Targeted patients who did not already have scheduled visits received an outbound call from one of the clinicians at the health center. Whenever possible, he notes that the call was made by a clinician who had already established a relationship with the patient.
In either case, once a patient agreed to participate in the DM program, a member of the DM telephonic team initiated an outbound call to the individual to get him or her started. However, Fabius emphasizes that investigators did not consider patients true participants until they completed a telephonic assessment, which is part of the DM program.
Approach affects engagement and retention
The approach was not only successful at engaging participants in DM. In a second evaluation that will be published soon, data will show that after several months, engagement in the CHD Meridian program fell by just 6%. Additionally, Fabius anticipates that outcomes data resulting from the active engagement in DM will be positive as well. “As you might expect, the cohort of patients who agreed to participate in the program were in general more expensive to the employer than the patients who elected not to participate, but over the study period, those two cohorts switched,” he says. “The cohort that has been participating in our integrated DM program has, on average, become less expensive than the cohort that decided not to participate.”
Fabius acknowledges that by providing full-service, primary care at the worksite, the company may have advantages that traditional, off-site care services may not have. For example, all the physicians and ancillary staff members work for CHD Meridian and follow a single formulary and benefits plan.

Extracted material >>
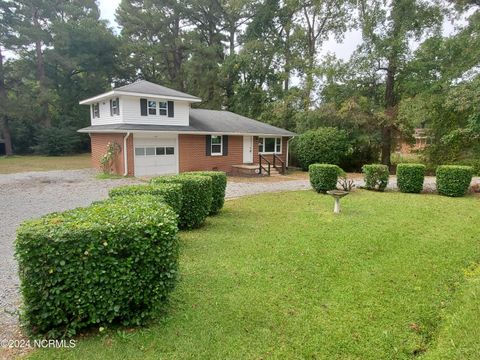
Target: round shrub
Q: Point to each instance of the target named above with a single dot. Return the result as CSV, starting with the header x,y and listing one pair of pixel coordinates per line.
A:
x,y
453,180
324,145
323,177
196,198
410,177
375,176
112,262
219,185
171,194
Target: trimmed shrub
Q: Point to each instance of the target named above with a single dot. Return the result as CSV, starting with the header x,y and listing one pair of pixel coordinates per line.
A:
x,y
171,194
410,177
219,184
196,198
113,262
453,180
375,176
323,145
323,177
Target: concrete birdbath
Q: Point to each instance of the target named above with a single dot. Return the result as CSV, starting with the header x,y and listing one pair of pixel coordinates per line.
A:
x,y
337,194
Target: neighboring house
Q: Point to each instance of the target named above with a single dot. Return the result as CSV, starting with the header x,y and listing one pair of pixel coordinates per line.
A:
x,y
158,133
421,142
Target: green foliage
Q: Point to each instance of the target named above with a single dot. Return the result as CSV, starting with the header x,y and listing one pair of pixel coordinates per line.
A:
x,y
171,194
410,177
196,198
375,176
323,145
323,177
113,262
219,185
453,180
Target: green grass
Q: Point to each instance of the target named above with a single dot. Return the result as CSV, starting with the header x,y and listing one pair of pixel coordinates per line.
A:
x,y
280,276
15,164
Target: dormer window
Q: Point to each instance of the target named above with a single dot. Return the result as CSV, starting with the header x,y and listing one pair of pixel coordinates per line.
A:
x,y
162,108
95,110
149,107
152,107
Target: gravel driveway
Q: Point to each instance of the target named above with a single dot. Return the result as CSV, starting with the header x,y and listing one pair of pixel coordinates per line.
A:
x,y
30,195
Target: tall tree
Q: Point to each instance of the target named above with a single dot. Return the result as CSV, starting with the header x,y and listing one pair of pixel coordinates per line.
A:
x,y
387,32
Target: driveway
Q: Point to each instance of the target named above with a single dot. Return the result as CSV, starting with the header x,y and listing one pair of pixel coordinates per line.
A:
x,y
30,195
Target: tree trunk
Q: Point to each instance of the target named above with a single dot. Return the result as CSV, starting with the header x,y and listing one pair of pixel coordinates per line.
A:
x,y
390,112
5,129
41,78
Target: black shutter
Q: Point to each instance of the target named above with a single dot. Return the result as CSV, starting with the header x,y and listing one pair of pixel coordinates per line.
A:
x,y
143,107
208,142
225,145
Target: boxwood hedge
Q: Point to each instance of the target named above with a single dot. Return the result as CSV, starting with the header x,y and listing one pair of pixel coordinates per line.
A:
x,y
112,262
196,198
323,177
453,180
219,184
375,176
169,193
410,177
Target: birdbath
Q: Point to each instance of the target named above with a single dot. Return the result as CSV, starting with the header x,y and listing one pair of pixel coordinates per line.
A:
x,y
337,194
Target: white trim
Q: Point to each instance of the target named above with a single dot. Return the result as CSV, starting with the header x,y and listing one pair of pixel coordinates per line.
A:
x,y
275,150
125,159
221,146
140,95
120,131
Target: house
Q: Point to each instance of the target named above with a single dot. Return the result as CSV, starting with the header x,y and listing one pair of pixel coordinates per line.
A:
x,y
158,132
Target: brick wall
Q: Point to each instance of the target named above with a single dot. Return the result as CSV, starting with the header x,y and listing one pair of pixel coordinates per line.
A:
x,y
99,147
192,154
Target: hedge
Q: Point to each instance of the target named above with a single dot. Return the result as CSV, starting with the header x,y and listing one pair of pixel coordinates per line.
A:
x,y
453,180
196,198
113,262
323,177
169,193
410,177
323,145
219,185
375,176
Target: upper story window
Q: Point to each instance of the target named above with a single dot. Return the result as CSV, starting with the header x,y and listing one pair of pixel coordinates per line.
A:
x,y
95,110
216,145
114,107
270,145
152,107
149,107
162,108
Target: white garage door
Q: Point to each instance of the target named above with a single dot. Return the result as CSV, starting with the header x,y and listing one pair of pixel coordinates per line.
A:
x,y
155,155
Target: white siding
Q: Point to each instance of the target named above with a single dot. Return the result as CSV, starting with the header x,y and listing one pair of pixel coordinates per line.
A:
x,y
105,117
130,113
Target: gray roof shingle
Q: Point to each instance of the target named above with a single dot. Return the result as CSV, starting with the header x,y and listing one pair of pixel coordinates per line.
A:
x,y
203,121
147,87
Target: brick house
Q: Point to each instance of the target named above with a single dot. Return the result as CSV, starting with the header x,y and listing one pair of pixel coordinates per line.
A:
x,y
157,132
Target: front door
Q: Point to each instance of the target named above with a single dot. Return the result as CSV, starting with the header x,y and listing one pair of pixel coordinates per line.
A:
x,y
248,149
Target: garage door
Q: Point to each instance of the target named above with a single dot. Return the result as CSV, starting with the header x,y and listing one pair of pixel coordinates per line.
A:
x,y
155,155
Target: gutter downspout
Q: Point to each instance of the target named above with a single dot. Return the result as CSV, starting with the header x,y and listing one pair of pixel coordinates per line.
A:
x,y
288,149
125,159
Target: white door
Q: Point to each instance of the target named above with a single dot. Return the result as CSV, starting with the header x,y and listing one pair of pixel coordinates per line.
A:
x,y
248,149
155,155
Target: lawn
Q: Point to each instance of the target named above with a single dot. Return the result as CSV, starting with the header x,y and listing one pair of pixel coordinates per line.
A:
x,y
15,164
280,276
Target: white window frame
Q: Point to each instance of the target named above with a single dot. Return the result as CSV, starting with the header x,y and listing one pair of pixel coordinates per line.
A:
x,y
115,107
151,107
165,108
221,145
261,143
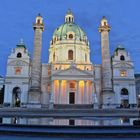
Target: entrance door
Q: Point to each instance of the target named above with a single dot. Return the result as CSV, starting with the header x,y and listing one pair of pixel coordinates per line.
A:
x,y
71,98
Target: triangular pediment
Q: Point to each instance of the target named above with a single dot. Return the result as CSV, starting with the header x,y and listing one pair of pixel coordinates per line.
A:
x,y
73,71
123,65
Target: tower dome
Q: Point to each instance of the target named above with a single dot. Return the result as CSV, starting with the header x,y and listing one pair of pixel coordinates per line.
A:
x,y
69,30
69,37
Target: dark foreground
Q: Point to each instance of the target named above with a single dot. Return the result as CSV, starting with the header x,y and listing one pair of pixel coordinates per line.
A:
x,y
22,132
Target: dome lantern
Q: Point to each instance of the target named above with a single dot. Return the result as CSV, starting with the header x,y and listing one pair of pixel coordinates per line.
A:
x,y
69,18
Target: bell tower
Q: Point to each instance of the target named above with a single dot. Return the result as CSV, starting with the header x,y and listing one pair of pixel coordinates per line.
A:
x,y
107,93
35,89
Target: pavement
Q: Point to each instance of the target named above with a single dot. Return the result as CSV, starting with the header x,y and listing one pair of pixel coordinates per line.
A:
x,y
44,112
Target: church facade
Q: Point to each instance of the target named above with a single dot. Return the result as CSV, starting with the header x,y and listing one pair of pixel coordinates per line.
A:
x,y
69,77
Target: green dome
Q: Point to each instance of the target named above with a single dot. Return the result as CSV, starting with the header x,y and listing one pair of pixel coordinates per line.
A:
x,y
62,31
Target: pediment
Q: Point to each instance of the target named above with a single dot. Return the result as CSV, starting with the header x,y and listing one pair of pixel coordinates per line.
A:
x,y
73,71
18,63
123,65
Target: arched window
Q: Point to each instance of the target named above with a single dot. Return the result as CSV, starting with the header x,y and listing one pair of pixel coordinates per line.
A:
x,y
122,58
38,21
85,57
70,36
124,91
104,23
19,55
70,55
16,96
54,57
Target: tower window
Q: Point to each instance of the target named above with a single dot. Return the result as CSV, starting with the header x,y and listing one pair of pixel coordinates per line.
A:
x,y
85,57
122,58
104,23
54,57
124,91
70,36
38,21
123,73
19,55
69,19
70,55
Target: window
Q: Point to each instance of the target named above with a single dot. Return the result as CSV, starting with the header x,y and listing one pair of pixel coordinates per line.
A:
x,y
71,122
38,21
123,73
124,91
70,55
72,85
18,71
19,55
85,57
70,36
122,58
53,57
104,23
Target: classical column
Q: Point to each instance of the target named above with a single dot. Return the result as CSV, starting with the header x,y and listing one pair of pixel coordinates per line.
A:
x,y
85,93
107,88
77,91
35,90
67,92
60,93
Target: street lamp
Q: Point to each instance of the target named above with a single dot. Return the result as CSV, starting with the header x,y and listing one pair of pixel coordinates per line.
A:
x,y
139,101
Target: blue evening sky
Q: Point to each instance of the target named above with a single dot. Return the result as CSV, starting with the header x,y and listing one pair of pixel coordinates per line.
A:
x,y
17,16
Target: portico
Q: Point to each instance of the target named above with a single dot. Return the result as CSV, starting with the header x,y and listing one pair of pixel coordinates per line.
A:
x,y
67,90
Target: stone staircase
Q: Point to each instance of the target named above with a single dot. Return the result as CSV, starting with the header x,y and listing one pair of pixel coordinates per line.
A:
x,y
73,106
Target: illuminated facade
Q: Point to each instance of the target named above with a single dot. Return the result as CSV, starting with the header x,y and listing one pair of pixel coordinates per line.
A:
x,y
69,77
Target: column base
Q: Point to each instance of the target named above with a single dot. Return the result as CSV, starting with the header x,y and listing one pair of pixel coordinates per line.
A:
x,y
108,98
33,105
51,105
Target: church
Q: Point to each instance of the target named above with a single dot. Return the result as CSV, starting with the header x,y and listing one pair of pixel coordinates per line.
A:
x,y
69,78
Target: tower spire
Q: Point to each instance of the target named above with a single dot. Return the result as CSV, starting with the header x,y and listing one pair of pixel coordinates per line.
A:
x,y
107,88
69,18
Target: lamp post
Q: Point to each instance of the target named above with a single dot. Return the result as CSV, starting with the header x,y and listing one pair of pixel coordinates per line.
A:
x,y
138,101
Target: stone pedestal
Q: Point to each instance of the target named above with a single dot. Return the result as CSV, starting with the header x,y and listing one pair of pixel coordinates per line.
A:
x,y
108,99
34,98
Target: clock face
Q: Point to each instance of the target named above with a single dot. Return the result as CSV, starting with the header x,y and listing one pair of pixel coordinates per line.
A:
x,y
18,70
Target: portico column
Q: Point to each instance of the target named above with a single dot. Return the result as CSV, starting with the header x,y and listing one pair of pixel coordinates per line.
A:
x,y
60,94
85,93
52,92
67,92
77,91
92,94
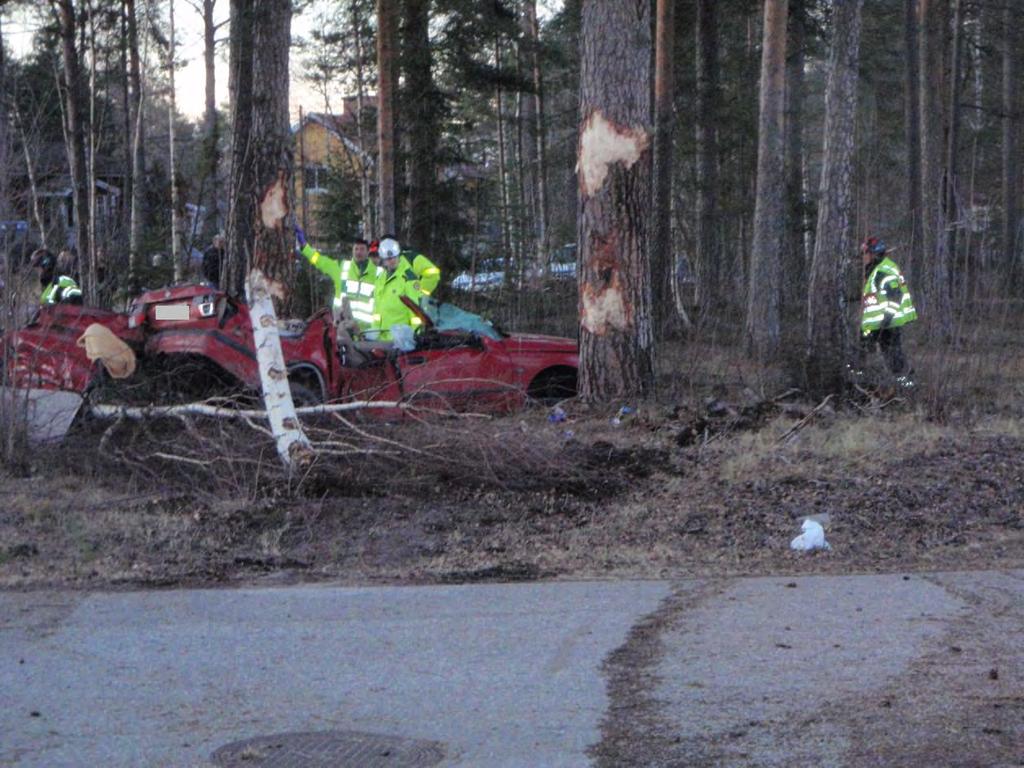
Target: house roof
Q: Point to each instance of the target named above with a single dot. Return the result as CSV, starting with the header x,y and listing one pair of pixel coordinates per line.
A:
x,y
343,125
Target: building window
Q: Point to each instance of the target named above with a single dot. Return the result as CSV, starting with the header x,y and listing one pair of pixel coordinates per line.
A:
x,y
314,178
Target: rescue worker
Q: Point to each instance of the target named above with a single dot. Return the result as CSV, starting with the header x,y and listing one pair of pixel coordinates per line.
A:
x,y
354,279
887,306
213,257
402,274
57,288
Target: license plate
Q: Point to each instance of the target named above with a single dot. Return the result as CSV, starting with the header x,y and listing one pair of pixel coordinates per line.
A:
x,y
172,311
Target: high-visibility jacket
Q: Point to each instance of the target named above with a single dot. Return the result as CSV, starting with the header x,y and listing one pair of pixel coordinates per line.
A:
x,y
414,278
420,270
61,288
351,281
887,301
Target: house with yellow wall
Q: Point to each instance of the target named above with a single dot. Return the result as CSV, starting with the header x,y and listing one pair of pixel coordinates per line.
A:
x,y
324,141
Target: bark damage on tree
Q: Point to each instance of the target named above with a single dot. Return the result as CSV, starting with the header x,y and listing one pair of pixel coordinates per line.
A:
x,y
602,144
261,289
613,170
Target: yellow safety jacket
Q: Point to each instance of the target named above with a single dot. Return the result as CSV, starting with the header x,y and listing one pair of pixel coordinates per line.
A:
x,y
412,279
351,281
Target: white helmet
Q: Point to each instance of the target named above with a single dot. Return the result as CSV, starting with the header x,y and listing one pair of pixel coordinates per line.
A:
x,y
389,249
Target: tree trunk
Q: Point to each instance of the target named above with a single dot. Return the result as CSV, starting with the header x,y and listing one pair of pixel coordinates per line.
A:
x,y
502,166
129,182
89,257
794,254
708,246
827,328
386,19
662,262
137,203
420,117
74,122
5,153
176,256
1011,159
366,198
769,211
241,208
911,134
526,126
539,133
952,151
210,117
616,350
271,275
936,300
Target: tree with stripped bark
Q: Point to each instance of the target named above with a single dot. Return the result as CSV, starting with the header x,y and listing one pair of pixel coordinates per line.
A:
x,y
267,164
616,347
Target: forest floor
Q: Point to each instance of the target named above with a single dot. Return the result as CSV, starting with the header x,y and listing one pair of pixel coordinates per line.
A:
x,y
706,487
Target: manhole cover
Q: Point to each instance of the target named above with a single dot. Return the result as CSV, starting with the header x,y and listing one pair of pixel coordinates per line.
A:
x,y
329,750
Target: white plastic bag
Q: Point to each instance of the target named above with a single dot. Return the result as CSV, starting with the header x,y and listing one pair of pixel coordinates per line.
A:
x,y
812,538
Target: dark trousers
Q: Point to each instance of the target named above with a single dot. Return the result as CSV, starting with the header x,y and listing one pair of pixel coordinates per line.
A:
x,y
890,340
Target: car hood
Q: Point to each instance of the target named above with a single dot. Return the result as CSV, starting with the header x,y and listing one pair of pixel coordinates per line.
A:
x,y
540,343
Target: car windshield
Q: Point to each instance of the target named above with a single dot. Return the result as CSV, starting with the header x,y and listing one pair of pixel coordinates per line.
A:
x,y
451,317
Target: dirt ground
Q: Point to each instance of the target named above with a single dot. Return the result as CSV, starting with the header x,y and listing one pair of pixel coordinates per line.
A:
x,y
707,487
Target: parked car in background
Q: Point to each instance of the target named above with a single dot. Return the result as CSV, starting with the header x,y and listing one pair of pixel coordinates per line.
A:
x,y
489,275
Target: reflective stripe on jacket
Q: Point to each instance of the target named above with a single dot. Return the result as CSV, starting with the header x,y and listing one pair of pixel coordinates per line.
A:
x,y
61,289
887,301
389,309
349,282
421,270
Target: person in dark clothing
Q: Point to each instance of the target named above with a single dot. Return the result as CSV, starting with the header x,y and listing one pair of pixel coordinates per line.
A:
x,y
213,257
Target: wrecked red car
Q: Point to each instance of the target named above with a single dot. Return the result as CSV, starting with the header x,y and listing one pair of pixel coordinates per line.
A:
x,y
200,341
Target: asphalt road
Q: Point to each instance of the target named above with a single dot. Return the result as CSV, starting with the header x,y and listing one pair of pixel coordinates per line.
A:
x,y
875,670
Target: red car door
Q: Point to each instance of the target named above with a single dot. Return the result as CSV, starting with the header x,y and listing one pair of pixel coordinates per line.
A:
x,y
459,372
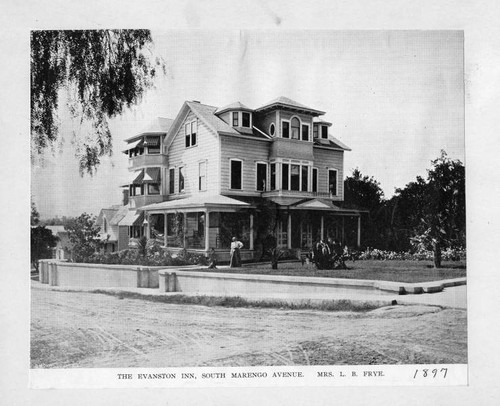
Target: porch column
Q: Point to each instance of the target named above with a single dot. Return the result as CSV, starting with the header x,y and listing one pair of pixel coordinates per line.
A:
x,y
165,229
359,231
207,230
251,231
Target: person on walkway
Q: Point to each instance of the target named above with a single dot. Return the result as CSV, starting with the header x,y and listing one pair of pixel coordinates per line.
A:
x,y
236,245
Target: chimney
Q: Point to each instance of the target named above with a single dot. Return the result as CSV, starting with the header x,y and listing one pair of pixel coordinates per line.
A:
x,y
125,197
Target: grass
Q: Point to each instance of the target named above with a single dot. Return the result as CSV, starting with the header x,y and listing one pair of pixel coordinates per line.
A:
x,y
393,271
236,301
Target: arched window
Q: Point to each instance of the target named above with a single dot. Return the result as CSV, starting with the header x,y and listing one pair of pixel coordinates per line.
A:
x,y
295,128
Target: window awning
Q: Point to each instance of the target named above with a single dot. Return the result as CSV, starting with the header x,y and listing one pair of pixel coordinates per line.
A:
x,y
132,145
136,178
152,175
132,218
152,141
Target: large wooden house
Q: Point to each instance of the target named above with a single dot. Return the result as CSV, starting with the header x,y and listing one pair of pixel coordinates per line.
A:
x,y
213,173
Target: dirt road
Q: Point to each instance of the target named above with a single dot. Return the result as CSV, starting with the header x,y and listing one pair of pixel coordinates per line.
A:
x,y
77,329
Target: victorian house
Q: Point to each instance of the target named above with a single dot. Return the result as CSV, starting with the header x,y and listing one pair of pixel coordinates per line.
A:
x,y
213,173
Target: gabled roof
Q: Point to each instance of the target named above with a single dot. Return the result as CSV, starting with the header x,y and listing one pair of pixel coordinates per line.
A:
x,y
286,103
233,106
160,125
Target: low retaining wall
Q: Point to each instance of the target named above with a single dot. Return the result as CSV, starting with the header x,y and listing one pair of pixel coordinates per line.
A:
x,y
234,284
57,273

Work request >> Resume the passage on CHD Meridian's worksite disease management program, starting right after its last sentence. The listing isn't needed for what comes next.

Reply >>
Further, by practicing at the worksite, the clinicians have ample opportunity to establish strong relationships with their patients.
However, the healthy enrollment numbers produced by the approach suggest that engaging clinicians in the DM process early on can deliver important dividends.
“This has really been a challenge for DM programs,” he says. But to get around it, program developers went to great lengths to make sure clinicians understood the workings of the integrated DM program—even going so far as to introduce the clinicians to the group of telephonic care management nurses that would be working with them.
The message to clinicians was that there was a program available that could supplement what they do. “By sponsoring the value of the program to their patients, the engagement rate was really solidified,” Fabius adds.
1. Frazee S, Kirkpatrick P, Fabius R. “Disease Management Engagement Rates: Leveraging the Trusted Clinician.” Disease Management February 2007.